* Görev Tanımı: Aşağıdaki cevap metnine göre şu ifadelerin her biri için evet ya da hayır deyin ve kararı belirleyen sözleri metinden aynen alıntılayın: (a) Davalı vekili, markanın müvekkili adına tescilli olduğunu ileri sürmüştür. (b) Davalı vekili, markaların hitap ettiği tüketici kitlelerinin birbirinden farklı olduğunu belirtmiştir. (c) Davalı vekili, davanın husumetten reddini talep etmiştir.

* Metin Bloğu:
________________________________________
CEVAP: Davalı vekili cevap dilekçesinde özetle; Müvekkilinin bu markanın sahibi olmadığını ve müvekkili adına tescilli de olmadığını, müvekkilinin bu markayı sahibinin ya da adına yasal olarak tescil edilenin izni ve onayı ile kullanmakta olduğunu, davanın esası hakkında baştan hüküm vaz-ı anlamında ihtiyati tedbir kararı verilemeyeceğini, bu husus önemli bir içtihatı ilke olarak benimsendiğini, dava konusu mesele hakkında hüküm ve yargılamanın ve tahkikatın gerekliliği ve önemini baki kılan bir anlaşıla bu sonuca ulaşıldığını, burada esas gözetilecek olanın markanın tescilli olduğu sınıf hizmetinin yararlanıcılarının markalar arasında görsel, sesçil ve anlamsal farklılıklar ile müvekkili şirket malları üzerinde bulunan markanın ayırt edici baskın unsurlarının gözetilmesi olduğunu, bu husus göz önünde alındığında müvekkilinin kullandığı bu markanın davacı markası ile bu anlamda bir karışıklığa ya da bu markalar arasında bir iltibas tehlikesinin de bulunmadığının ortada olduğunu müvekkili kullanımının davacı markasının itibarına ve ayırt ediciliğine bir zarar vermesi söz konusu olmadığını, markalar bakımından ortalama tüketici kitlesi- hitap edilen tüketici kitleleri birbirinden farklı olduğunu, davacı markasının yer aldığı ürünler zaten alım gücük yüksek olan bir çevre içinde tüketilen ve bu manada ancak daha üst seviyedeki alışveriş noktalarında yer alabilen ve bu anlamda kendi koruma eşiklerini kendisini belirleyebildiği ve başkaca bir markanın bu anlamda bir etkisini sınırlayabildiği bir marka olduğunu belirtmiş ve işbu talebin niteliği bakımından, bir dava şartı olan öncelikle husumet itirazlarının dinlenerek davanın husumetten reddine, ayrıca sübut delilleri sunulmamış olan davanın reddine, yargılama giderleri ve vekalet ücretinin karşı tarafa yüklenmesine karar verilmesini talep etmiştir.
________________________________________
* Kayıt Kümesi:

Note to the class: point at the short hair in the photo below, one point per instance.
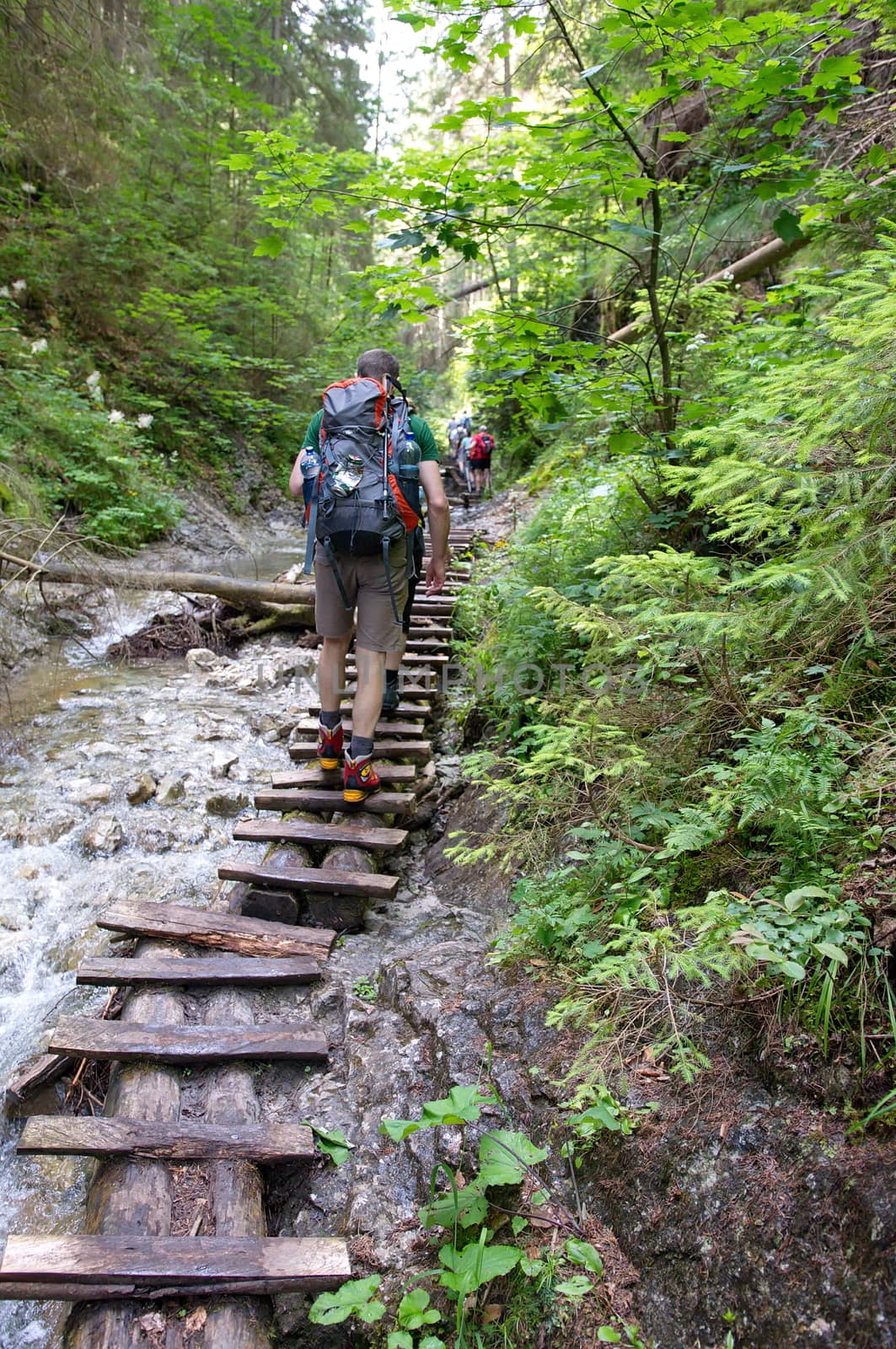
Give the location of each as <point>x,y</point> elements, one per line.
<point>377,362</point>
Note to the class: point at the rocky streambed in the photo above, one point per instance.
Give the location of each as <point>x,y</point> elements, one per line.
<point>740,1207</point>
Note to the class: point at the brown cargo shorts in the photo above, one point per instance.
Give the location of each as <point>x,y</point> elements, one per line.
<point>368,590</point>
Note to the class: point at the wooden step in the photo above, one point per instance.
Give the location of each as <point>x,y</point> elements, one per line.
<point>402,710</point>
<point>311,880</point>
<point>224,931</point>
<point>297,831</point>
<point>184,1142</point>
<point>88,1038</point>
<point>408,690</point>
<point>420,752</point>
<point>318,776</point>
<point>103,1267</point>
<point>319,799</point>
<point>229,970</point>
<point>308,726</point>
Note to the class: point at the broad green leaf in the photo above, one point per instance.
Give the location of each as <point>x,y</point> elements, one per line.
<point>354,1299</point>
<point>574,1288</point>
<point>332,1142</point>
<point>582,1252</point>
<point>269,247</point>
<point>475,1266</point>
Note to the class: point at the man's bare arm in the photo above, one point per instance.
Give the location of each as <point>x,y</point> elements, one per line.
<point>439,524</point>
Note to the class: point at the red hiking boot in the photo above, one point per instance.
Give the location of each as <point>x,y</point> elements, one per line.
<point>330,745</point>
<point>359,779</point>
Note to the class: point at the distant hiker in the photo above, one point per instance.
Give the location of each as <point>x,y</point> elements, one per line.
<point>368,459</point>
<point>480,449</point>
<point>463,459</point>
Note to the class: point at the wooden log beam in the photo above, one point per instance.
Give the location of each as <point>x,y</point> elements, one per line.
<point>223,931</point>
<point>146,1261</point>
<point>319,799</point>
<point>311,880</point>
<point>242,594</point>
<point>297,831</point>
<point>229,969</point>
<point>186,1045</point>
<point>318,776</point>
<point>186,1140</point>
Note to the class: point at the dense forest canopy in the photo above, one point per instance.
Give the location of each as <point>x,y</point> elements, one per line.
<point>656,245</point>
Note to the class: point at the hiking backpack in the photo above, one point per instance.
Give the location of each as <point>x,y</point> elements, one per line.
<point>365,422</point>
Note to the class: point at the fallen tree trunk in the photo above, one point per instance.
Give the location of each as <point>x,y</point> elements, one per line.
<point>254,597</point>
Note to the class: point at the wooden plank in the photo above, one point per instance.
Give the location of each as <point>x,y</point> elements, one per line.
<point>308,726</point>
<point>226,969</point>
<point>312,880</point>
<point>298,831</point>
<point>40,1072</point>
<point>318,799</point>
<point>188,1140</point>
<point>318,776</point>
<point>177,1261</point>
<point>402,710</point>
<point>130,1040</point>
<point>224,931</point>
<point>420,752</point>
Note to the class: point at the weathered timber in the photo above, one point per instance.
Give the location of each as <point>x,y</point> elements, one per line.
<point>420,752</point>
<point>40,1072</point>
<point>180,1261</point>
<point>311,880</point>
<point>238,1198</point>
<point>228,969</point>
<point>224,931</point>
<point>297,831</point>
<point>308,726</point>
<point>318,776</point>
<point>239,593</point>
<point>410,660</point>
<point>188,1140</point>
<point>131,1197</point>
<point>402,710</point>
<point>318,799</point>
<point>130,1042</point>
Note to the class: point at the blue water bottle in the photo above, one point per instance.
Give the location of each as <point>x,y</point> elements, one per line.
<point>311,470</point>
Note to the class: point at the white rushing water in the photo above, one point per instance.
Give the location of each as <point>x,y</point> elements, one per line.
<point>78,732</point>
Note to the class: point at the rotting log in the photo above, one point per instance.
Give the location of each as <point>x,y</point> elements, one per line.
<point>254,597</point>
<point>236,1186</point>
<point>131,1197</point>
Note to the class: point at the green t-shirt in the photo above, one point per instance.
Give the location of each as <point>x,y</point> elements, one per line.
<point>422,433</point>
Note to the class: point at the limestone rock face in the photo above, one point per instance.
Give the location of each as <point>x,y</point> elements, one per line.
<point>226,803</point>
<point>170,789</point>
<point>141,789</point>
<point>105,836</point>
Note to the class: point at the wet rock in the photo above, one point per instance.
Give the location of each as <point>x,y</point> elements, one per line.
<point>51,826</point>
<point>84,791</point>
<point>216,728</point>
<point>103,749</point>
<point>201,658</point>
<point>223,761</point>
<point>105,836</point>
<point>11,827</point>
<point>170,789</point>
<point>141,789</point>
<point>226,803</point>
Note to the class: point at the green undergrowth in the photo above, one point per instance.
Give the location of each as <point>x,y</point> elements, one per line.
<point>509,1256</point>
<point>691,712</point>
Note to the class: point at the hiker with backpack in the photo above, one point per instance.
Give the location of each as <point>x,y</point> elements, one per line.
<point>366,459</point>
<point>480,449</point>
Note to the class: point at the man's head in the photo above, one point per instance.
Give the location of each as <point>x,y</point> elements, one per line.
<point>377,364</point>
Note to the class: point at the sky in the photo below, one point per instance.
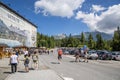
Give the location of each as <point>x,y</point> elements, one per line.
<point>53,17</point>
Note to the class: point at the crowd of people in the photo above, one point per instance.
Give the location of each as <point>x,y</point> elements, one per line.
<point>14,60</point>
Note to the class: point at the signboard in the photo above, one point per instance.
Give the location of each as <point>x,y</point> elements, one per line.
<point>15,31</point>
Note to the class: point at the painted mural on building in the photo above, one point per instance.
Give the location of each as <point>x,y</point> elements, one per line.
<point>15,31</point>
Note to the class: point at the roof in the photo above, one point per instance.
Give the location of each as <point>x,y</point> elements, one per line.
<point>16,13</point>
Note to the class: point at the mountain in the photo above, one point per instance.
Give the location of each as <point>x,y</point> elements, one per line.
<point>105,36</point>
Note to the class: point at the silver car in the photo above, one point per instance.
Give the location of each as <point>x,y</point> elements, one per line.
<point>92,55</point>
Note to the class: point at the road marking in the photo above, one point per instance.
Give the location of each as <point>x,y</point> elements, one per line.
<point>70,56</point>
<point>66,78</point>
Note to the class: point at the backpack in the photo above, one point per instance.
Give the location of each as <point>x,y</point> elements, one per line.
<point>26,61</point>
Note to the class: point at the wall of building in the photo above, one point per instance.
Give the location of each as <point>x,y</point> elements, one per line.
<point>15,31</point>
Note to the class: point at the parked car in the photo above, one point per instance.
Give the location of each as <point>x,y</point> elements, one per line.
<point>104,55</point>
<point>92,55</point>
<point>116,55</point>
<point>65,52</point>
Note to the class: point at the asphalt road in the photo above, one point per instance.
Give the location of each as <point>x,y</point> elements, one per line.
<point>70,70</point>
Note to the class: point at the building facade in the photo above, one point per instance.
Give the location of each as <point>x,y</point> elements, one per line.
<point>15,30</point>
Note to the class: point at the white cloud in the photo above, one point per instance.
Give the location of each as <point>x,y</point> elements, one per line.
<point>106,22</point>
<point>97,8</point>
<point>63,8</point>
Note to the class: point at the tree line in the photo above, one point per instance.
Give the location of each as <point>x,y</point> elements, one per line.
<point>98,44</point>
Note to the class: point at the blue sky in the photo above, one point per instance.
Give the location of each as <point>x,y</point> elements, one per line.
<point>69,16</point>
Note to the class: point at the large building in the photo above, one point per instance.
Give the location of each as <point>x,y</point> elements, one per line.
<point>15,30</point>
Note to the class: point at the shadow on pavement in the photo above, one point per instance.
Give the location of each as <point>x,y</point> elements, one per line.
<point>7,72</point>
<point>54,62</point>
<point>72,61</point>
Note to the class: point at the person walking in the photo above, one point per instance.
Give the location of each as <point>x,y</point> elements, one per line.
<point>26,63</point>
<point>86,56</point>
<point>59,55</point>
<point>35,60</point>
<point>77,56</point>
<point>13,62</point>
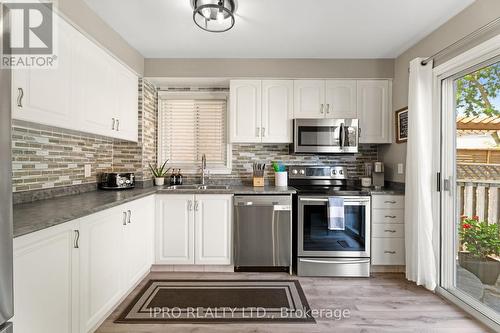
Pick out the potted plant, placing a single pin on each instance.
(159, 173)
(480, 243)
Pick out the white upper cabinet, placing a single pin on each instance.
(245, 110)
(374, 111)
(340, 99)
(309, 98)
(88, 91)
(277, 111)
(45, 96)
(261, 111)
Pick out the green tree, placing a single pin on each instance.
(476, 90)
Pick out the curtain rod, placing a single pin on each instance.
(470, 36)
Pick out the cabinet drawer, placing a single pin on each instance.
(388, 201)
(389, 230)
(388, 251)
(388, 216)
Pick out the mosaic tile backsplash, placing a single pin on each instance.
(243, 156)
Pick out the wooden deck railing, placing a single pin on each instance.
(481, 198)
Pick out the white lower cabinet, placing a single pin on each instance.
(194, 229)
(46, 281)
(69, 278)
(388, 239)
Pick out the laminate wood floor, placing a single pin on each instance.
(383, 303)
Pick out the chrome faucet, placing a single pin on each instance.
(204, 170)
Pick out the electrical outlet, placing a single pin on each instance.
(88, 170)
(400, 168)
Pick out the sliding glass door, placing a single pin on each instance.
(470, 169)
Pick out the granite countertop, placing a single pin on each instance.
(42, 214)
(38, 215)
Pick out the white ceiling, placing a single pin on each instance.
(279, 28)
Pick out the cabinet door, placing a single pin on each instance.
(45, 95)
(138, 242)
(340, 99)
(374, 105)
(127, 90)
(175, 229)
(277, 111)
(213, 229)
(101, 278)
(45, 281)
(245, 111)
(309, 99)
(95, 82)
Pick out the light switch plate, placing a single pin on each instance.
(400, 168)
(88, 170)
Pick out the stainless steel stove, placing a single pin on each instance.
(321, 250)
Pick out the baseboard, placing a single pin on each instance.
(193, 268)
(113, 308)
(387, 269)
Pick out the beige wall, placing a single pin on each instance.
(473, 17)
(276, 68)
(82, 16)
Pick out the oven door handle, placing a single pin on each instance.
(358, 200)
(315, 261)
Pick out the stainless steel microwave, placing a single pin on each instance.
(325, 135)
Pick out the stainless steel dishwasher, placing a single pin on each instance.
(263, 233)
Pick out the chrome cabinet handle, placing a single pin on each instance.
(77, 239)
(20, 96)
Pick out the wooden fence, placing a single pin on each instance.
(481, 198)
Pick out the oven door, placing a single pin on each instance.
(316, 240)
(325, 136)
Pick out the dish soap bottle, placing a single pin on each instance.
(173, 178)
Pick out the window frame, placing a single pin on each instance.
(194, 95)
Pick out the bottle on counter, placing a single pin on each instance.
(179, 177)
(173, 178)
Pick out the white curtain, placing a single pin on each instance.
(420, 257)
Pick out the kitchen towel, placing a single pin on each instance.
(335, 212)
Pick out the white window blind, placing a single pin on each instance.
(189, 128)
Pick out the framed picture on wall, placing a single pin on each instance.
(402, 125)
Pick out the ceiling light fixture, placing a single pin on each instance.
(214, 15)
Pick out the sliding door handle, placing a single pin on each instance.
(77, 239)
(20, 96)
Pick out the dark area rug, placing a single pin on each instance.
(218, 301)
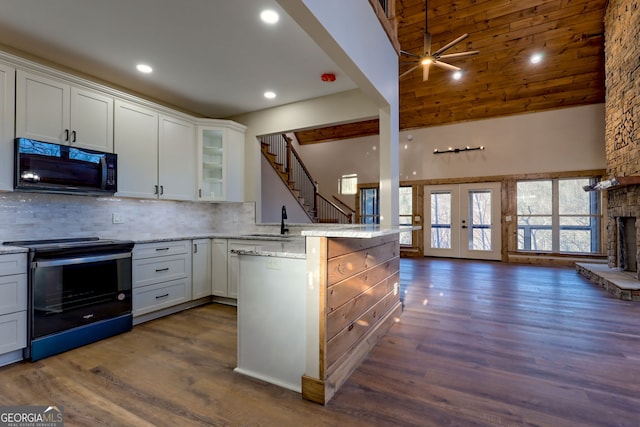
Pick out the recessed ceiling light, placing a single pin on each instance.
(144, 68)
(269, 16)
(536, 58)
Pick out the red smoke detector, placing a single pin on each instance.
(328, 77)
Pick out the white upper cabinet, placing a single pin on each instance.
(51, 110)
(156, 154)
(176, 159)
(221, 161)
(7, 117)
(136, 143)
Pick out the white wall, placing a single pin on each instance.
(567, 139)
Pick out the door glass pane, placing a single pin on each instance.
(406, 214)
(480, 220)
(441, 220)
(369, 206)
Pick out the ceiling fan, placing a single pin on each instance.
(428, 58)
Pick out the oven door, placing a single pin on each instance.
(71, 292)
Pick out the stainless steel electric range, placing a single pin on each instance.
(79, 292)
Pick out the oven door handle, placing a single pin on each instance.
(80, 260)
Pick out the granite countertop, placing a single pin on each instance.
(284, 249)
(364, 231)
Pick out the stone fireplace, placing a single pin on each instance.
(622, 145)
(627, 244)
(622, 69)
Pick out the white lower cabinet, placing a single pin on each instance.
(201, 269)
(13, 307)
(161, 275)
(233, 266)
(219, 268)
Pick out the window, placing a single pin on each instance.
(406, 214)
(348, 184)
(369, 206)
(557, 215)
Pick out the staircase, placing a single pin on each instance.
(285, 160)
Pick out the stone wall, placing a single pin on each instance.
(622, 134)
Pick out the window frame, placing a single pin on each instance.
(556, 227)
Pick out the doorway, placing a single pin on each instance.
(463, 221)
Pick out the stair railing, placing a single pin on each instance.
(299, 180)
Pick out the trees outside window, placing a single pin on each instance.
(557, 215)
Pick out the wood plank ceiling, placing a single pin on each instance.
(500, 80)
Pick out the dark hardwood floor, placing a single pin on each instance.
(478, 344)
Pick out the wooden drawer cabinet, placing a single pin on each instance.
(161, 275)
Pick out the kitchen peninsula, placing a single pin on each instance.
(311, 308)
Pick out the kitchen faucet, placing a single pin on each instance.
(283, 217)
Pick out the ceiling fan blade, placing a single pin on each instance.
(425, 71)
(408, 71)
(450, 45)
(413, 55)
(427, 44)
(446, 66)
(459, 55)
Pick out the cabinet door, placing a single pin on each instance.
(234, 148)
(212, 164)
(7, 120)
(233, 272)
(219, 267)
(201, 273)
(91, 120)
(42, 108)
(136, 143)
(176, 159)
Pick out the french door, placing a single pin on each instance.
(462, 221)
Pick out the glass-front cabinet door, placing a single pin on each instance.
(220, 161)
(212, 164)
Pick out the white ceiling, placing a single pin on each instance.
(210, 57)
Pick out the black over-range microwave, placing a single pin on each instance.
(46, 167)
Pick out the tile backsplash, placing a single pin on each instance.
(42, 216)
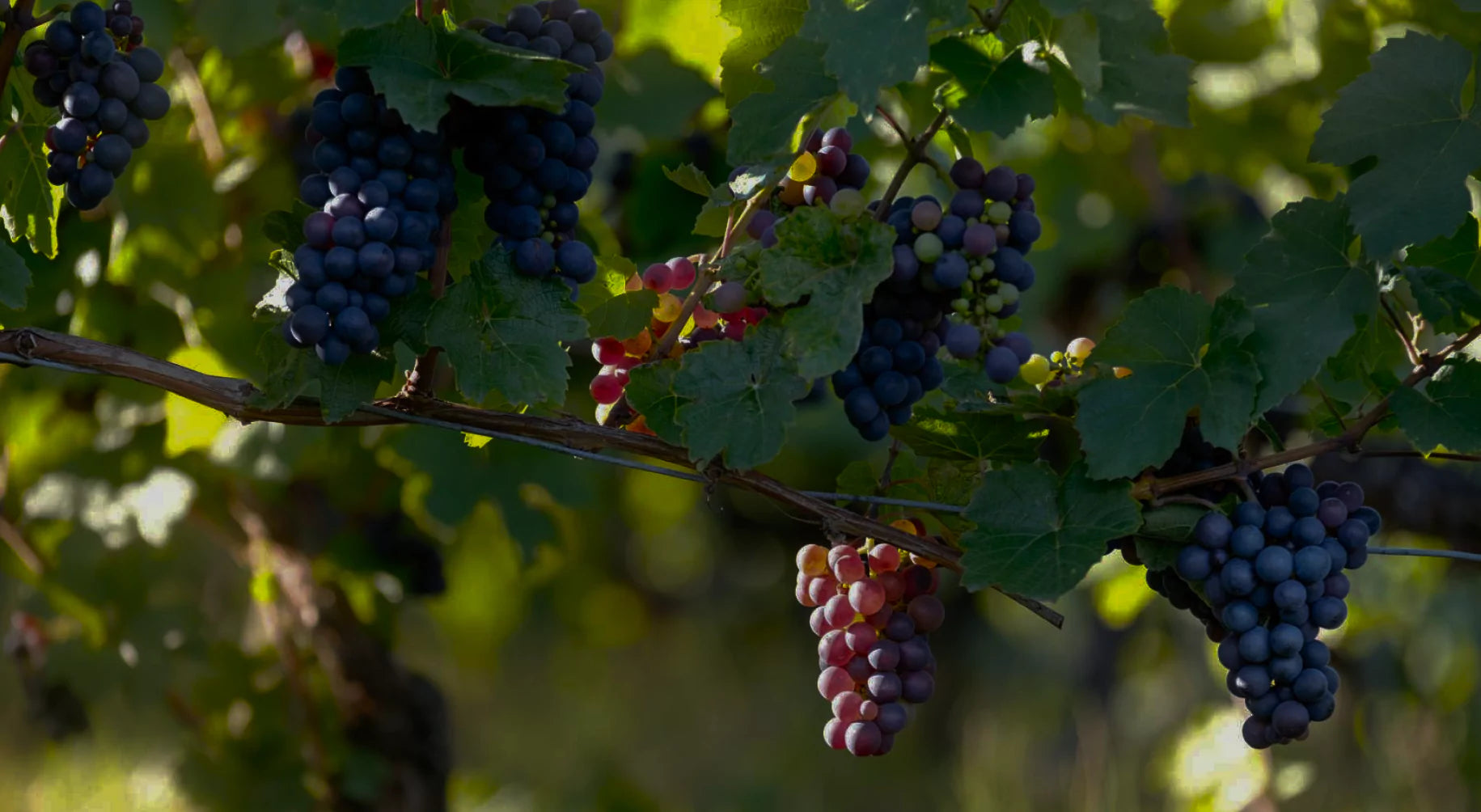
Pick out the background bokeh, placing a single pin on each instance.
(620, 641)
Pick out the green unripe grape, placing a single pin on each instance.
(929, 247)
(848, 203)
(1037, 370)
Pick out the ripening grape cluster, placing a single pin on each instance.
(823, 167)
(383, 190)
(670, 281)
(536, 165)
(1274, 573)
(957, 277)
(91, 66)
(873, 611)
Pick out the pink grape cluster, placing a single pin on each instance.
(871, 611)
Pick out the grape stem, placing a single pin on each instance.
(235, 397)
(1151, 488)
(914, 154)
(18, 21)
(420, 379)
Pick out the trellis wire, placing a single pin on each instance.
(689, 476)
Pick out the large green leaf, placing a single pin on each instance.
(28, 203)
(1183, 353)
(871, 46)
(766, 121)
(834, 264)
(502, 332)
(1407, 112)
(15, 277)
(739, 397)
(764, 26)
(1037, 534)
(1306, 295)
(650, 391)
(992, 95)
(1445, 276)
(1447, 414)
(341, 388)
(420, 66)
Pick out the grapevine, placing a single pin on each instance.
(91, 66)
(894, 202)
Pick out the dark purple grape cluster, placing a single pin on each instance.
(957, 279)
(91, 66)
(1194, 454)
(536, 165)
(873, 612)
(383, 192)
(1274, 573)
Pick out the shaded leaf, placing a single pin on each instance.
(1037, 534)
(1447, 414)
(1407, 112)
(502, 332)
(1183, 353)
(739, 397)
(1305, 292)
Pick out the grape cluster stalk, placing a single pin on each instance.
(873, 611)
(1274, 573)
(383, 192)
(89, 64)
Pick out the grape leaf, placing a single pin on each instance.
(1305, 292)
(834, 264)
(1407, 112)
(1458, 254)
(741, 397)
(689, 178)
(1037, 534)
(1183, 353)
(622, 316)
(28, 203)
(15, 277)
(1165, 532)
(969, 436)
(992, 95)
(764, 122)
(764, 26)
(871, 46)
(1447, 414)
(1445, 276)
(341, 388)
(650, 391)
(418, 66)
(502, 332)
(1445, 300)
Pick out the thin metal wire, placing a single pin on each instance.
________________________________________
* Alıştırma Yanıtı:
(a) Hayır: "Müvekkilinin bu markanın sahibi olmadığını ve müvekkili adına tescilli de olmadığını"
(b) Evet: "hitap edilen tüketici kitleleri birbirinden farklı olduğunu"
(c) Evet: "davanın husumetten reddine"